What is required
Copy out the listing exactly.

Entries provided

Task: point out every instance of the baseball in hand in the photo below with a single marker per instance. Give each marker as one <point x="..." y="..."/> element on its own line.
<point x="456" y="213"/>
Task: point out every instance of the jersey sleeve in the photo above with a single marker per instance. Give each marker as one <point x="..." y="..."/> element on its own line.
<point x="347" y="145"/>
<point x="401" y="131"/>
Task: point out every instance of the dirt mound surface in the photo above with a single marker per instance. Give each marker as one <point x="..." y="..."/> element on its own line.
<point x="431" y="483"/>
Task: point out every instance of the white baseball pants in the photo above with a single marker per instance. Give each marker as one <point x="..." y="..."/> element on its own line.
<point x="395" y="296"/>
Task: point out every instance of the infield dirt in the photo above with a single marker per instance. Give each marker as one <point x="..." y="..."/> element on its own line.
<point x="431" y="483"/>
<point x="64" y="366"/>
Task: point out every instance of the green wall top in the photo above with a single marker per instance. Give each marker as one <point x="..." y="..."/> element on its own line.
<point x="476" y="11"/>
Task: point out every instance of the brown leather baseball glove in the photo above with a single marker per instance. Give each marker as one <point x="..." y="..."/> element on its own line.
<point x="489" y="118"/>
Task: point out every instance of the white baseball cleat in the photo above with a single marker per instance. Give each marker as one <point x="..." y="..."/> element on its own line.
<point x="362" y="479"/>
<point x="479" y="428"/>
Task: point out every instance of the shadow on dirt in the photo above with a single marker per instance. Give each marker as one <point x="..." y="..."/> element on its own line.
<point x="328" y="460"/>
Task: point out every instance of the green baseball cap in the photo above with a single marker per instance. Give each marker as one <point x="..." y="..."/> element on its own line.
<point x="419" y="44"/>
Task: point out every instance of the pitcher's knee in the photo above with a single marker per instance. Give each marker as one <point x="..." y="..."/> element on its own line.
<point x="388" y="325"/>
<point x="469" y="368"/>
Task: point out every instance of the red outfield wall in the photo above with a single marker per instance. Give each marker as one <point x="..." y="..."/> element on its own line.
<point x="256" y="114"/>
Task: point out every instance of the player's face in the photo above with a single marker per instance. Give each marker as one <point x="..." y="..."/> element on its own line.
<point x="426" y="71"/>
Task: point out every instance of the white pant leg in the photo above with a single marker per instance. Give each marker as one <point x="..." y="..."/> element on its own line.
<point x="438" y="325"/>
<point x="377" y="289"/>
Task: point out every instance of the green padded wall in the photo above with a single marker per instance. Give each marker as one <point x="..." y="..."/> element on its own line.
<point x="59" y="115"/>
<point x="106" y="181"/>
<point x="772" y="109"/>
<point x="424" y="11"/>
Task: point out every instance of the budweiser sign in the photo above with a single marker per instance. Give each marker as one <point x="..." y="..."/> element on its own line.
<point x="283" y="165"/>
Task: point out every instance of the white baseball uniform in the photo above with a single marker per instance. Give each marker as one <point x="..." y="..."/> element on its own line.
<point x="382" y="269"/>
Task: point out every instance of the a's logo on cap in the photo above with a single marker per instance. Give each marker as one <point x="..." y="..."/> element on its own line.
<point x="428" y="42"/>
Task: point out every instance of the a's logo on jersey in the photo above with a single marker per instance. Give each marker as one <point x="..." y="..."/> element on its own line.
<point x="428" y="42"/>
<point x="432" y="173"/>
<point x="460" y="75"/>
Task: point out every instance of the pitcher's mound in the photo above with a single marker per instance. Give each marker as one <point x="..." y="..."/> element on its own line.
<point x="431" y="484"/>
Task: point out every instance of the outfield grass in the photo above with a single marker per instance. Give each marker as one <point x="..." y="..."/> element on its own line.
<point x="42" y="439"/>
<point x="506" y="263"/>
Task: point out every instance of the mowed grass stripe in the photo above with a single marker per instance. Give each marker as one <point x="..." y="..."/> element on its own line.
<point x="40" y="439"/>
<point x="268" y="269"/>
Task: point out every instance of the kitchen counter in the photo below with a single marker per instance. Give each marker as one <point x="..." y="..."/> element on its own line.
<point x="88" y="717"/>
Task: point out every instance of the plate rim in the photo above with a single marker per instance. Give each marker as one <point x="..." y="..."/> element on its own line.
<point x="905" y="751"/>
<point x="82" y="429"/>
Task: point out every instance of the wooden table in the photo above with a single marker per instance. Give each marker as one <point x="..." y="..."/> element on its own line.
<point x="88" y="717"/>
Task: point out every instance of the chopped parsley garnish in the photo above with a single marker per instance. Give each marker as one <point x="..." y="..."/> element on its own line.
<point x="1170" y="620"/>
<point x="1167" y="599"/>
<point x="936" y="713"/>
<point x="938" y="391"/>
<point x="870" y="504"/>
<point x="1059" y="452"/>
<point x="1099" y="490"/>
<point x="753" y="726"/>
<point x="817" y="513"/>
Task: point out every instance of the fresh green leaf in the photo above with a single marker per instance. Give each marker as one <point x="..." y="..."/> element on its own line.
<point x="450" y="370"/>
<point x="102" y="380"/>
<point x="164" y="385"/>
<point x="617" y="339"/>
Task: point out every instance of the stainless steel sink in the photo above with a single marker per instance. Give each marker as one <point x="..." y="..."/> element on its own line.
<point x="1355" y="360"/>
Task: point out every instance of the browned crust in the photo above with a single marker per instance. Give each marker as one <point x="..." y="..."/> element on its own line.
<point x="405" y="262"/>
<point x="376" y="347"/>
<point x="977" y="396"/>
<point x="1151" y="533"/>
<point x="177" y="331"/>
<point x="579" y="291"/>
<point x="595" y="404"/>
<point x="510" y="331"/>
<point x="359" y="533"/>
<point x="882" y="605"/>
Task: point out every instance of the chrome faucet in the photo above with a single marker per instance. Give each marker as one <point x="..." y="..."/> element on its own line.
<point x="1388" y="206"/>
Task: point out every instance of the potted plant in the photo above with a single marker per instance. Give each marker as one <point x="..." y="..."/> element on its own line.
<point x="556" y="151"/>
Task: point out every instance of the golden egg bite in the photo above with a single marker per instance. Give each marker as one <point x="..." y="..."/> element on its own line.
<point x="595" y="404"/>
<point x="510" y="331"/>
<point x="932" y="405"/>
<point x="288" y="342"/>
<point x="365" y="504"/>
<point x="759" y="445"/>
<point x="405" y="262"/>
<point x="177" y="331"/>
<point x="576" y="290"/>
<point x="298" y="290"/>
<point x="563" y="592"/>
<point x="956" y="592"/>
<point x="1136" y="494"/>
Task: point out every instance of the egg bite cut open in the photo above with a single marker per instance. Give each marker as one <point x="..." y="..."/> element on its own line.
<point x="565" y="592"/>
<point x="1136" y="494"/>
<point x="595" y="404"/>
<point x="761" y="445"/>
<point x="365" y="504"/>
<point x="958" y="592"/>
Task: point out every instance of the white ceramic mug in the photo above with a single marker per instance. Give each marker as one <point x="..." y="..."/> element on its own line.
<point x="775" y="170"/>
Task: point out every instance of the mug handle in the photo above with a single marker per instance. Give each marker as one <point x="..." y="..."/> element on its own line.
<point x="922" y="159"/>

Expected answer
Task: point out every instance of the baseball in hand in the photo below with a single marker per instance. Give each marker as one <point x="..." y="..."/> element on its own line.
<point x="456" y="213"/>
Task: point out every instance of the jersey sleeve in the photo above with a single marker per instance. Give each marker as one <point x="..." y="..."/> element on its own line.
<point x="347" y="145"/>
<point x="401" y="131"/>
Task: point out every instance of the dirt mound surface in the photo above with a single marker per instance. Give each marker as one <point x="..." y="..."/> element on its own line.
<point x="431" y="483"/>
Task: point out every instance of the white baseball pants in the photo above with a single marker per instance. Give each marker as one <point x="..." y="..."/> element on its own line.
<point x="395" y="296"/>
Task: point out every instance of the infield dirt in the photo above with a single marker per instance. Give each marker as one <point x="..." y="..."/> element on its own line.
<point x="431" y="483"/>
<point x="64" y="366"/>
Task: point out every instance of the green wall top in the photo above with a single marker per instance. Give each marker as one <point x="..." y="..."/> element on its own line.
<point x="476" y="11"/>
Task: point out every instance of the brown leather baseball glove in the photo above with a single marker per instance. Give each marker as one <point x="..." y="..."/> element on its own line.
<point x="489" y="118"/>
Task: point out every instance of the white baseball cleat in the photo above with a single marker per instance. Give each marker as one <point x="..." y="..."/> element on its own line.
<point x="362" y="479"/>
<point x="479" y="428"/>
Task: point out every instance of the shadow on dirt in the photo above with a single marker per instance. Give each marker as one <point x="..." y="..."/> element on its own line.
<point x="328" y="460"/>
Task: point out every instance of the green baseball cap in the photo above with a single marker per instance. Give each marker as one <point x="..." y="..."/> element on its own line.
<point x="419" y="44"/>
Task: point out every instance of the pitcher's knee in the photo above with a single marker per instance. Give each marker as one <point x="..." y="..."/> element on its own line.
<point x="388" y="325"/>
<point x="469" y="368"/>
Task: point out every instance of the red outfield wall in the photo above with a single marker per instance. Give each marker as one <point x="..." y="..."/> element on its own line.
<point x="256" y="114"/>
Task: point out every instance of the player's face in the photo above with a single marker per instance. Give each marker as one <point x="..." y="..."/> element on its own line.
<point x="426" y="71"/>
Task: point out every instance of the white pant leg in the photo above with a single marker per instance. Give each marker as one <point x="..." y="..."/> element on its own line.
<point x="438" y="325"/>
<point x="377" y="289"/>
Task: point out every instance of the green padded wall in the photo above with a single marker per instance. Give each marker as one <point x="..." y="..."/> element on its own line.
<point x="59" y="115"/>
<point x="106" y="181"/>
<point x="772" y="109"/>
<point x="424" y="11"/>
Task: point out every instance of the budweiser sign in the photo above with a single marker per instance. Give each marker as one <point x="..." y="..."/> element on its own line.
<point x="283" y="165"/>
Task: point out every instance of the white baseball uniform in the photo above with a single marker per instance. Give each marker as one <point x="..." y="..."/> element on its own line.
<point x="382" y="269"/>
Task: point out every instance of the a's logo on cap in the photo above with a single marker per instance. Give each marker as one <point x="..." y="..."/> element on its own line.
<point x="428" y="42"/>
Task: point out every instance of the a's logo on jersey in the photo above with a single marker per instance. Give each marker as one <point x="..." y="..."/> element on its own line.
<point x="428" y="42"/>
<point x="432" y="173"/>
<point x="460" y="75"/>
Task: point out every instance of the pitcher's mound in the photo above with a single marker per instance. Give each marker as one <point x="..." y="..."/> element on its own line.
<point x="431" y="484"/>
Task: point out every instance of the outfield grass in the photo above with a single marker per instance. Give each marker as one <point x="..." y="..."/> element on its own line.
<point x="42" y="439"/>
<point x="506" y="263"/>
Task: point out every instance of the mowed grass stripe in the photo above with a single marker per instance. Give each marker as one <point x="..." y="..."/> element on its own line.
<point x="40" y="439"/>
<point x="268" y="269"/>
Task: point out every instance of the kitchen counter in the photo below with a single marker per instance. Give each marker as one <point x="..." y="..."/> element on its own line.
<point x="88" y="717"/>
Task: point out every instance of the plate rim in the photo above with a single marker per instance. Give each marker as one <point x="..." y="..."/> element on its own line.
<point x="905" y="751"/>
<point x="82" y="429"/>
Task: point out every instance of the wooden table in the photo above with a single marker per instance. Give each marker as one <point x="..." y="..."/> element on its own line.
<point x="88" y="717"/>
Task: point out every instance of the chopped parsley garnish in the photo above with a single marker per instance. Give each marker as one <point x="..." y="..."/> element on its own line.
<point x="1170" y="620"/>
<point x="1167" y="599"/>
<point x="936" y="713"/>
<point x="938" y="391"/>
<point x="870" y="504"/>
<point x="1059" y="452"/>
<point x="1099" y="490"/>
<point x="753" y="726"/>
<point x="817" y="513"/>
Task: point out every instance of the fresh green leaf in the photo above with a single marker per instance. Give each marker as one <point x="..." y="..."/> element on its own line.
<point x="450" y="370"/>
<point x="102" y="380"/>
<point x="164" y="385"/>
<point x="617" y="339"/>
Task: point out every instance of the stainless steel sink in the photo above with a single marker per instance. Give each marker as one <point x="..." y="..."/> element on its own line.
<point x="1355" y="360"/>
Task: point out every instance of the browned crust in the photo above with a single marker per instance. Give each marker as one <point x="..." y="..."/> element on its own line.
<point x="405" y="262"/>
<point x="376" y="347"/>
<point x="977" y="396"/>
<point x="1151" y="533"/>
<point x="177" y="331"/>
<point x="579" y="291"/>
<point x="595" y="404"/>
<point x="510" y="331"/>
<point x="359" y="533"/>
<point x="882" y="605"/>
Task: point out every instance of the chrome faucet in the photo above with a single marker per instance. Give each marker as one <point x="..." y="..."/> element on its own line.
<point x="1388" y="206"/>
Task: point out every instance of the potted plant in the photo above with a single marker per instance. Give each marker as one <point x="..." y="..."/> element on its own line.
<point x="556" y="151"/>
Task: point out every instance of the golden egg bite in the photo above with a single marker per instance. Give each marker as one <point x="..." y="..."/> element on its own line.
<point x="595" y="404"/>
<point x="510" y="331"/>
<point x="932" y="405"/>
<point x="288" y="342"/>
<point x="365" y="504"/>
<point x="759" y="445"/>
<point x="405" y="262"/>
<point x="177" y="331"/>
<point x="576" y="290"/>
<point x="298" y="290"/>
<point x="563" y="592"/>
<point x="956" y="592"/>
<point x="1136" y="494"/>
Task: point out every instance of the egg bite cut open in the photo above with a single marker per instance. Give each marker as one <point x="..." y="..."/> element on its own line.
<point x="565" y="592"/>
<point x="1136" y="494"/>
<point x="595" y="404"/>
<point x="761" y="445"/>
<point x="365" y="504"/>
<point x="958" y="592"/>
Task: point out every instance of the white ceramic mug in the photo above with a single marker per instance. Give each marker as one <point x="..." y="..."/> element on its own line.
<point x="775" y="170"/>
Task: point out every instance of the mug handle in the photo above with a single marker per instance. Give each marker as one <point x="..." y="..."/> element on its own line.
<point x="922" y="159"/>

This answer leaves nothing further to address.